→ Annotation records
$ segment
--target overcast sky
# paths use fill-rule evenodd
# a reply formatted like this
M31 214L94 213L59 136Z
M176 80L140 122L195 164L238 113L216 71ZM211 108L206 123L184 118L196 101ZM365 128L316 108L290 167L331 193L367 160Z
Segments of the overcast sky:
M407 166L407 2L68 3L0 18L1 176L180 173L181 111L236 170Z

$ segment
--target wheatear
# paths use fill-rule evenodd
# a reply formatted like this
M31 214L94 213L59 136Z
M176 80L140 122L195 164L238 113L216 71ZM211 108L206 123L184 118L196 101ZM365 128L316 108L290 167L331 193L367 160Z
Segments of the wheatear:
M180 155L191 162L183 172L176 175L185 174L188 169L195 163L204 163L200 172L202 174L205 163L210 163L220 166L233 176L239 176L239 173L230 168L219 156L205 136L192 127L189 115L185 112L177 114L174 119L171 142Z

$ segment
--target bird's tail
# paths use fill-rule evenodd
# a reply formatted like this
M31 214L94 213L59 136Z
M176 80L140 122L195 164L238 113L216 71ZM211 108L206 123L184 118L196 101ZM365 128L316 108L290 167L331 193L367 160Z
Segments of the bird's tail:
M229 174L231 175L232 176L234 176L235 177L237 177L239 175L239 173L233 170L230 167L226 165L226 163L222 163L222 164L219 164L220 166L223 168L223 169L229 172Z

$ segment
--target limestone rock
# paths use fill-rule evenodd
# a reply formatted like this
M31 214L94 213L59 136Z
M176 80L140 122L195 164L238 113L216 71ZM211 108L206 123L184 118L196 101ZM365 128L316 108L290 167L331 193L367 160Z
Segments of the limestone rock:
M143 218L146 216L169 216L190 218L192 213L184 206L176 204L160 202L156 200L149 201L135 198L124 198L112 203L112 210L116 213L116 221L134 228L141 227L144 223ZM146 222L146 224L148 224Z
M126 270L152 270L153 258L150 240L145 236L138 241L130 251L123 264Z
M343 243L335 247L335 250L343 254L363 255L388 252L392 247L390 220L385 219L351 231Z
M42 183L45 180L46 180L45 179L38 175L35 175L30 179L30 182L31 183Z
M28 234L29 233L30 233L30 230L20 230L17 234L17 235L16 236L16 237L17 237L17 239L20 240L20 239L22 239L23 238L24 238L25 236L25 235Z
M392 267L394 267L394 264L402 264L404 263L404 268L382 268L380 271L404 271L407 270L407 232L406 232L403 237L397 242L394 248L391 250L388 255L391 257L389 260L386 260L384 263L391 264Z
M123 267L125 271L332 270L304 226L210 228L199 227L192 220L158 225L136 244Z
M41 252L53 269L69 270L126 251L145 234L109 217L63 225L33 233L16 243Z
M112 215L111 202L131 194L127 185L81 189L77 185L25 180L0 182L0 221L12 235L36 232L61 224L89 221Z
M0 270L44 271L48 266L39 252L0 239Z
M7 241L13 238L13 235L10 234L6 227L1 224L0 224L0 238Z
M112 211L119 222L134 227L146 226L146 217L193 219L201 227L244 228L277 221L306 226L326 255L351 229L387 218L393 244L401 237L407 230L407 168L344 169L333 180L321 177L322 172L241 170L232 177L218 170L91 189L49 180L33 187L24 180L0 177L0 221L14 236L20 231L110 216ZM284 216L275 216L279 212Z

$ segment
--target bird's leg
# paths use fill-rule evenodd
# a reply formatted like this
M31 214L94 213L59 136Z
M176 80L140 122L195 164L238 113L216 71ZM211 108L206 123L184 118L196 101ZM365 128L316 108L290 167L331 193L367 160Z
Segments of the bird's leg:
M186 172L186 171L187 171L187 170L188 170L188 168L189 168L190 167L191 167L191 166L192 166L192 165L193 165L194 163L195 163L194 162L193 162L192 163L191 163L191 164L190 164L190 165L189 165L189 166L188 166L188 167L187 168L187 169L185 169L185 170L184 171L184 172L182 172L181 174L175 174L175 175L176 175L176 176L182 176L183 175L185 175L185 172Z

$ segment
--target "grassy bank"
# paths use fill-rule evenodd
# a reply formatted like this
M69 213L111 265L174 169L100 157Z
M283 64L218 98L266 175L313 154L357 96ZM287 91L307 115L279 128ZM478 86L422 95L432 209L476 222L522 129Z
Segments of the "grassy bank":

→ WORK TO BE COMPLETED
Reproduce all of the rows above character for character, with nothing added, dropped, or altered.

→ TASK RESULT
$ segment
--target overcast sky
# paths use fill-rule evenodd
# a reply formatted like this
M31 214L94 213L59 136Z
M176 80L140 122L195 164L238 113L216 71ZM211 108L206 123L184 118L196 101ZM365 128L316 108L290 167L331 193L367 160Z
Segments of the overcast sky:
M407 166L407 2L68 3L0 18L1 176L180 173L181 111L236 170Z

$ segment
--target wheatear
# paths use fill-rule evenodd
# a reply formatted like this
M31 214L94 213L59 136Z
M176 80L140 122L195 164L238 113L216 71ZM211 108L206 123L184 118L196 101ZM365 128L316 108L290 167L331 193L367 160Z
Segments of the wheatear:
M180 155L191 162L183 172L176 175L185 174L188 169L195 163L204 163L200 172L202 174L205 163L210 163L220 166L233 176L239 176L239 173L230 168L219 156L205 136L192 127L189 115L185 112L177 114L174 119L171 142Z

$ segment
--target bird's tail
# paths use fill-rule evenodd
# a reply formatted like this
M31 214L94 213L59 136Z
M176 80L140 122L195 164L238 113L216 71ZM211 108L206 123L184 118L196 101ZM365 128L316 108L290 167L331 193L367 160Z
Segments of the bird's tail:
M229 174L231 175L232 176L234 176L235 177L237 177L239 175L239 173L233 170L230 167L226 165L226 163L222 163L222 164L219 164L220 166L223 168L223 169L229 172Z

$ segment
--target limestone rock
# paths use fill-rule evenodd
# a reply formatted like this
M31 214L94 213L59 136Z
M176 80L140 122L195 164L238 113L216 71ZM211 108L206 123L184 118L196 101ZM365 128L316 108L290 167L331 193L367 160Z
Segments of the limestone rock:
M143 218L146 216L169 216L190 218L192 213L184 206L176 204L160 202L156 200L149 201L135 198L124 198L112 203L112 210L116 213L116 221L134 228L141 227L144 223ZM146 222L146 224L148 224Z
M126 270L152 270L153 258L150 240L145 236L138 241L130 251L123 264Z
M343 243L335 247L335 250L343 254L363 255L388 252L392 247L390 220L385 219L351 231Z
M42 183L45 180L46 180L45 179L38 175L35 175L30 179L30 182L31 183Z
M28 234L29 233L30 233L30 230L20 230L17 234L17 235L16 236L16 237L17 237L17 239L20 240L20 239L22 239L23 238L24 238L25 236L25 235Z
M392 267L394 267L394 264L402 264L404 263L404 268L382 268L380 271L404 271L407 270L407 232L406 232L403 237L397 242L394 248L391 250L388 255L391 257L389 260L386 260L384 263L391 264Z
M123 267L125 271L332 270L304 226L210 228L199 227L192 220L158 225L136 244Z
M41 252L53 269L69 270L126 251L145 234L109 217L63 225L33 233L16 243Z
M112 215L111 202L131 194L127 185L81 189L77 185L25 180L0 182L0 221L12 235L36 232L61 224L89 221Z
M0 270L44 271L48 266L39 252L0 239Z
M7 241L13 238L13 235L10 234L6 227L1 224L0 224L0 238Z
M112 211L119 222L134 227L146 226L146 217L193 219L201 227L244 228L277 221L306 226L326 255L351 229L387 218L393 244L401 237L407 230L407 168L344 169L333 180L321 177L322 172L241 170L232 177L218 170L91 189L49 180L33 187L24 180L0 177L0 221L14 236L20 231L110 216ZM284 216L275 216L279 212Z

$ segment
--target bird's leg
# paths use fill-rule evenodd
# a reply formatted like this
M31 214L94 213L59 136Z
M176 80L140 122L195 164L238 113L216 71ZM211 108L206 123L184 118L196 101ZM365 128L316 108L290 167L331 193L367 160Z
Segments of the bird's leg:
M186 172L186 171L187 171L187 170L188 170L188 168L189 168L190 167L191 167L191 166L192 166L192 165L193 165L194 163L195 163L194 162L193 162L192 163L191 163L191 164L190 164L190 165L189 165L189 166L188 166L188 167L187 168L187 169L185 169L185 170L184 171L184 172L182 172L181 174L175 174L175 175L176 175L176 176L182 176L183 175L185 175L185 172Z

$ segment
--target "grassy bank"
# paths use fill-rule evenodd
# a reply formatted like this
M69 213L111 265L174 169L100 157Z
M283 64L218 98L266 175L313 154L357 96ZM287 91L307 115L279 128ZM478 86L422 95L432 209L476 222L522 129Z
Segments of the "grassy bank":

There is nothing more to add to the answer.